◆ **Reading passage**:
####
Knowledge Base — Chatbot Content

Purpose

This page explains how to manage HUPH's Knowledge Base (KB): where Aria pulls its answers from, how to add new sources (crawl or upload), how to evaluate answer quality, and how to detect content gaps. Intended for counselors, marketing staff, and content curation teams.

Prerequisites

Logged in as counselor, marketing, or admin
Understand the difference between FAQ (exact-match, ~300 ms) and KB (semantic search, ~6 seconds but far more flexible)

3 Entry Paths

The KB receives content from three sources:

Web Sources — automated crawl from a website (e.g. uph.edu)
Documents — manual upload of PDF/DOCX/TXT
FAQ — manual curation (handled on the FAQ page, not indexed into the vector DB)

Current crawl state: ~308+ pages from uph.edu are indexed (page-sitemap, programs, about, academic, Indonesian pages).

Steps

1. Open Knowledge Base

Click Knowledge base in the sidebar. You will see 4 tabs: Documents, Web Sources, Evaluation, Gaps.

2. Add a web source (crawl)

Go to Web Sources → + Add Source. Fill in:

URL — e.g. https://www.uph.edu/program/medicine
Type — pick one:
Single Page — just that URL
Sitemap — crawl per sitemap.xml
Full Site — recursive crawl from the start URL (be careful, may be many pages)
####
◆ **Complete the following**:
1) In the knowledge base guide, why should a user be careful when choosing the Full Site crawl type? Answer in one to three sentences.
2) Continue the knowledge base guide from its last line, the description of the Full Site crawl type.

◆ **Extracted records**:
####
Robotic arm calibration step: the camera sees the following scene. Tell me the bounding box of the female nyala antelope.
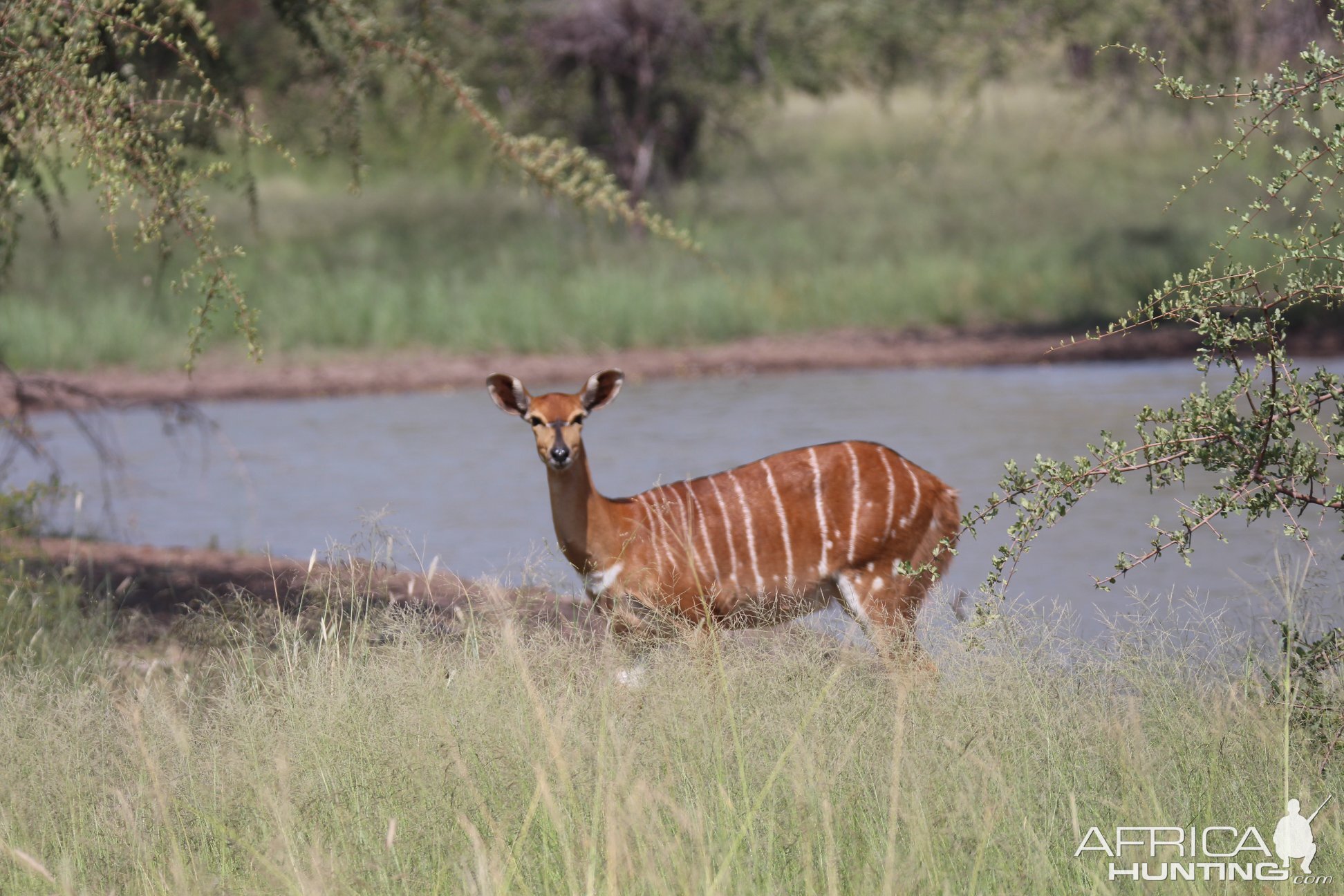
[487,371,960,655]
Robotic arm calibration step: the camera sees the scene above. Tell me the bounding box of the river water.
[12,362,1344,636]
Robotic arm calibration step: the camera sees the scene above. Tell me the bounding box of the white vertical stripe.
[635,492,662,575]
[653,485,678,578]
[808,449,829,577]
[729,470,765,591]
[877,449,897,539]
[900,458,920,530]
[685,483,719,581]
[709,476,738,584]
[844,442,859,563]
[668,483,707,580]
[760,460,793,587]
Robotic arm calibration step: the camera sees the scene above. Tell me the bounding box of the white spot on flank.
[709,476,738,584]
[808,449,830,575]
[760,460,793,579]
[844,442,859,563]
[836,575,872,634]
[584,563,625,597]
[900,458,920,530]
[729,470,765,591]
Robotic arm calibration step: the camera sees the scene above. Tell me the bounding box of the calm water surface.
[16,362,1344,636]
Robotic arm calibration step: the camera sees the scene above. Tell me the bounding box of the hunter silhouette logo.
[1274,794,1333,875]
[1074,795,1333,884]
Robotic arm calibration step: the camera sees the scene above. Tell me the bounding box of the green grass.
[0,570,1344,895]
[0,86,1244,368]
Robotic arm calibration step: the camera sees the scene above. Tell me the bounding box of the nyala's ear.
####
◆ **Answers to the exercises**:
1) A Full Site crawl works recursively from the start URL, so it may pull in many pages. The guide therefore warns users to be careful when picking that type.

2)
Schedule — one-time or recurring (weekly)

Click Save, then Sync Now to crawl immediately. The crawler runs in the background with retry logic (3 attempts, exponential backoff, 180s timeout per page).

3. Upload a document manually

Go to Documents → + Upload. Pick a file:

PDF — official brochures, handbooks, requirement docs
DOCX — internal draft documents
TXT/MD — interview transcripts, manual Q&A

Click Upload. The document is processed, split into chunks, and embedded into the vector DB in ~5–30 seconds depending on size.

4. Indexing status

Every document/page has a status:

Pending — waiting in the crawl/embed queue
Crawling / Indexing — being processed
Indexed (green) — ready for the chatbot
Failed (red) — error; hover to see the reason

If it stays Pending for more than 10 minutes, see troubleshooting.

5. Evaluation — check answer quality

The Evaluation tab has two features:

Retrieval Sandbox: type a user question → see which documents Aria would retrieve to answer. Useful for debugging when users complain about inaccurate replies.

Golden QA Dataset: 21 test questions with expected answers. Click Run Eval to execute all. The eval uses Claude as judge for faithfulness, relevancy, and context precision. Current baseline: 95.2% pass rate (20/21), avg faithfulness 0.94, avg relevancy 0.93.

6. Gap Detection

The Gaps tab shows topics that users frequently ask about but that the KB does not cover well. Gap detection uses automated clustering — conversations with low answer quality are grouped and surfaced here.

Example: the Gaps tab shows "graduate tuition" mentioned 12 times this week with avg relevancy 0.4. Action: add a document or web source covering that topic, or create a new FAQ.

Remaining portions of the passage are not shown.